WHAT TO PRODUCE: Give back the entries in full, exactly as they are written.

INPUT DATA:
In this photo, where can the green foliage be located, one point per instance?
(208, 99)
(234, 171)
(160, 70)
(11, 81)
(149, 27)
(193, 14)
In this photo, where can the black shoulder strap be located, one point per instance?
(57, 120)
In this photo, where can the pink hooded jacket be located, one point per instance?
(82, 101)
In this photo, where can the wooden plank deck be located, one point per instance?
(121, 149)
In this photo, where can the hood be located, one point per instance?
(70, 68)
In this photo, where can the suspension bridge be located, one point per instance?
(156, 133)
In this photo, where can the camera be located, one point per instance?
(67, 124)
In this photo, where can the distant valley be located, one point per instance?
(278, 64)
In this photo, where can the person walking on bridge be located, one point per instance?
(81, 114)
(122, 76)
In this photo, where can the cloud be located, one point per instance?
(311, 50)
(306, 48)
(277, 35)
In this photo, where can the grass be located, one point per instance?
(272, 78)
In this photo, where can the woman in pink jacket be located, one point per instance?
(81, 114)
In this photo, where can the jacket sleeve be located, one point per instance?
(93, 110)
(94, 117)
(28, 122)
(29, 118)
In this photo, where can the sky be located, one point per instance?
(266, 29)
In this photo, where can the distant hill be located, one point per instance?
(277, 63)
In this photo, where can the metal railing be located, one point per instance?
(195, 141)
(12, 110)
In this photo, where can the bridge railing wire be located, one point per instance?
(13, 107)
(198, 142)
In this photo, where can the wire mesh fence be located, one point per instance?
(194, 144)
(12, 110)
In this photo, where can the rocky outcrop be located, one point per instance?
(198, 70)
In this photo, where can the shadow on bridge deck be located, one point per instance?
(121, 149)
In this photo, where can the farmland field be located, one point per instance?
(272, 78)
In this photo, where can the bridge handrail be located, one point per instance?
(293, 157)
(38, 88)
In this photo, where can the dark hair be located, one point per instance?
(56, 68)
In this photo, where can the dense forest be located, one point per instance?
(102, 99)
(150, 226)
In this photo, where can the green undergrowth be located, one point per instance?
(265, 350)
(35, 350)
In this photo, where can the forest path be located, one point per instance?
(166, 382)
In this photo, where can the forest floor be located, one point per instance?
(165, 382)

WORKED SOLUTION:
In this photo, where can the green foliage be located, one point per instance?
(208, 99)
(234, 171)
(160, 70)
(11, 81)
(149, 27)
(193, 14)
In this photo, where can the black shoulder strap be located, one point per instance?
(57, 120)
In this photo, where can the pink hooded jacket be located, one point per instance?
(82, 101)
In this photo, where can the wooden plank deck be located, one point per instance?
(121, 149)
In this photo, where can the hood be located, one point per instance?
(70, 68)
In this photo, where can the suspension bridge be located, one point per instance?
(156, 133)
In this photo, where can the camera be located, one point per instance?
(67, 124)
In this photo, where can the distant valley be located, one point per instance?
(278, 64)
In this photo, where can the person walking on bridge be located, one point per instance?
(81, 114)
(122, 76)
In this photo, where can the cloud be located, one point per instance?
(311, 50)
(306, 48)
(277, 35)
In this photo, where can the grass be located, one point per instance?
(272, 78)
In this photo, where can the woman in pink jacket be located, one point per instance?
(81, 114)
In this photo, where can the jacket sleeve be located, one point per instance?
(93, 110)
(94, 117)
(28, 122)
(29, 118)
In this photo, where can the sky be located, one point per instance?
(266, 29)
In this photo, where can the distant hill be located, one point per instance?
(277, 63)
In this photo, where can the metal railing be located, one point per instance?
(195, 141)
(12, 110)
In this photo, where can the bridge railing wire be located, one point per instance?
(13, 107)
(198, 142)
In this photo, where can the wire mesh fence be located, one point per instance?
(194, 144)
(12, 110)
In this photo, where can the rocky outcrop be located, one point per instance?
(198, 70)
In this photo, where can the shadow on bridge deck be located, one point per instance?
(121, 149)
In this photo, where can the farmland field be located, one point per instance?
(272, 78)
In this photo, where can the bridge handrail be located, one point per instance?
(293, 157)
(38, 88)
In this photo, where can the dark hair be located, one point per instance?
(56, 68)
In this photo, where can the dense forest be located, one point per instance?
(102, 99)
(150, 226)
In this photo, where can the green undergrowth be located, one point per instance?
(265, 350)
(35, 350)
In this photo, where can the forest path be located, one point per instance?
(166, 382)
In this photo, where can the forest floor be located, one point per instance?
(165, 382)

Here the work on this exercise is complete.